→ **Document segment**
++++
(CNN) -- A legally insane killer who escaped in Washington state during a field trip to a fair was recaptured Sunday, the Spokane County Sheriff's Department said.
Authorities combed Washington state for Phillip Paul, a killer who escaped Thursday during a field trip.
Phillip Paul, who was on the run for three days, had been planning the break for "at least the last several months," Sheriff Ozzie Knezovich said at a news conference.
Paul was recaptured at about 4 p.m. PT in Goldendale, Washington, sheriff's Sgt. Dave Reagan said. Goldendale is about 250 miles from the site of Paul's escape from a county fair in Spokane County, Washington.
Police received a tip Saturday afternoon that Paul was dropped off by a person he managed to dupe into giving him a ride to Goldendale, Knezovich said. Police spotted him hiding in a wooded area about 100 yards from the drop-off point Sunday and eventually arrested him while he was trying to hitch another ride, Knezovich said.
Sheriff's officials told CNN affiliate KREM-TV that Paul also escaped briefly in 1991 and assaulted a law enforcement officer. That same officer was involved in arresting Paul on Sunday, Reagan said.
Paul, 47, escaped at around noon Thursday.
Though Paul had been confined in a mental institution because of a murder confession, he was allowed to go on the trip to the county fair.
Paul had packed all his personal belongings in a large backpack before leaving on the trip, which the sheriff said should have been a sign that Paul was "about ready to do something this drastic."
Paul was committed to Eastern State Hospital after admitting he strangled and slit the throat of community activist Ruth Motley in 1987, KREM-TV reported. According to court documents obtained by KREM, Paul believed Motley was a witch and killed her in response to voices in his head.
He subsequently burned a deer carcass as a sacrifice, according to the documents.
Paul's escape Thursday prompted a massive manhunt and brought criticism from many, including state government officials and police.
++++
→ **Data excerpts**
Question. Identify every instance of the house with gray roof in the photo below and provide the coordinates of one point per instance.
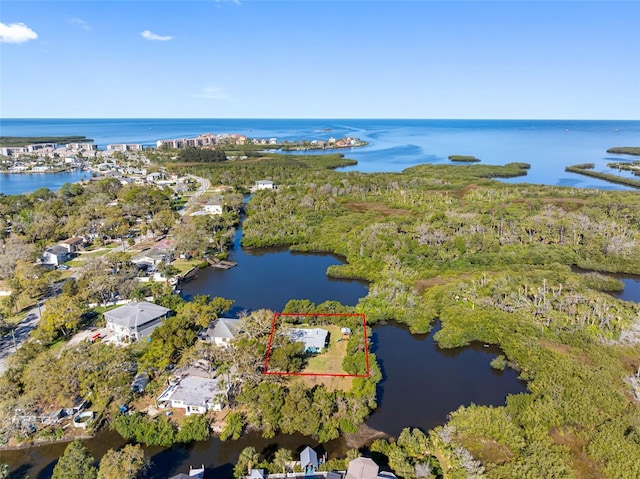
(222, 332)
(309, 460)
(151, 258)
(364, 468)
(315, 340)
(196, 395)
(135, 320)
(55, 255)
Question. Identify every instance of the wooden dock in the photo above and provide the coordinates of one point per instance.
(221, 264)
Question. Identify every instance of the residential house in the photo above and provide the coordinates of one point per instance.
(135, 320)
(151, 258)
(124, 147)
(366, 468)
(195, 395)
(55, 255)
(264, 185)
(309, 460)
(214, 205)
(257, 474)
(193, 472)
(72, 245)
(223, 331)
(315, 340)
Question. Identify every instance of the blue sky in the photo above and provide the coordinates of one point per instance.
(320, 59)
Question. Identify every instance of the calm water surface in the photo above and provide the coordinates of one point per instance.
(548, 145)
(19, 183)
(421, 383)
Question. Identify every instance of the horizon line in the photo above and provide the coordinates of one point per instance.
(315, 118)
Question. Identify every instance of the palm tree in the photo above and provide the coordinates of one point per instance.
(281, 458)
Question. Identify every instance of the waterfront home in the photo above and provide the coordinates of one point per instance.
(151, 258)
(309, 460)
(72, 245)
(314, 340)
(365, 468)
(135, 320)
(193, 472)
(214, 205)
(196, 395)
(55, 255)
(257, 474)
(264, 185)
(223, 331)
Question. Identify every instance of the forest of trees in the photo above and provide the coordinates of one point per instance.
(521, 266)
(495, 263)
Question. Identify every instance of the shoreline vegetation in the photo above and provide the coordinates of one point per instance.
(586, 170)
(464, 158)
(492, 261)
(625, 150)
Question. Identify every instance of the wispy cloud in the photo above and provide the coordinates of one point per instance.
(80, 22)
(213, 93)
(152, 36)
(16, 33)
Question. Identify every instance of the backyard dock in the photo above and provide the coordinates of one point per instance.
(221, 264)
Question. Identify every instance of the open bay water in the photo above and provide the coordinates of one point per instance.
(19, 183)
(421, 383)
(548, 145)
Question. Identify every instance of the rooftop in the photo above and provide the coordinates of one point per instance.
(135, 314)
(194, 390)
(315, 338)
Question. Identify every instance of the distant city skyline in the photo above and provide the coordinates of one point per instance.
(313, 59)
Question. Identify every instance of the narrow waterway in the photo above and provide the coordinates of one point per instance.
(421, 382)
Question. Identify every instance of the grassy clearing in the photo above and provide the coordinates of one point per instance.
(331, 383)
(184, 265)
(329, 362)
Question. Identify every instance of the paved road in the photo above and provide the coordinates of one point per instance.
(9, 342)
(20, 335)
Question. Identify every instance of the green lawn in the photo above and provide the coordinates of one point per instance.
(184, 265)
(329, 362)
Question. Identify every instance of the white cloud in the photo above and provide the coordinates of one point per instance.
(16, 33)
(213, 93)
(152, 36)
(80, 22)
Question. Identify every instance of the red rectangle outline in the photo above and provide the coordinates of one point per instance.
(266, 371)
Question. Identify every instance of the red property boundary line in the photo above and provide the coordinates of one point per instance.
(276, 316)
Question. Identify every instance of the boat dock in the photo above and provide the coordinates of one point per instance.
++++
→ **Your goal**
Reproduce verbatim the portion of the news report on Phillip Paul's escape and recapture from "Paul had packed" to "officials and police.".

→ **Worked solution**
Paul had packed all his personal belongings in a large backpack before leaving on the trip, which the sheriff said should have been a sign that Paul was "about ready to do something this drastic."
Paul was committed to Eastern State Hospital after admitting he strangled and slit the throat of community activist Ruth Motley in 1987, KREM-TV reported. According to court documents obtained by KREM, Paul believed Motley was a witch and killed her in response to voices in his head.
He subsequently burned a deer carcass as a sacrifice, according to the documents.
Paul's escape Thursday prompted a massive manhunt and brought criticism from many, including state government officials and police.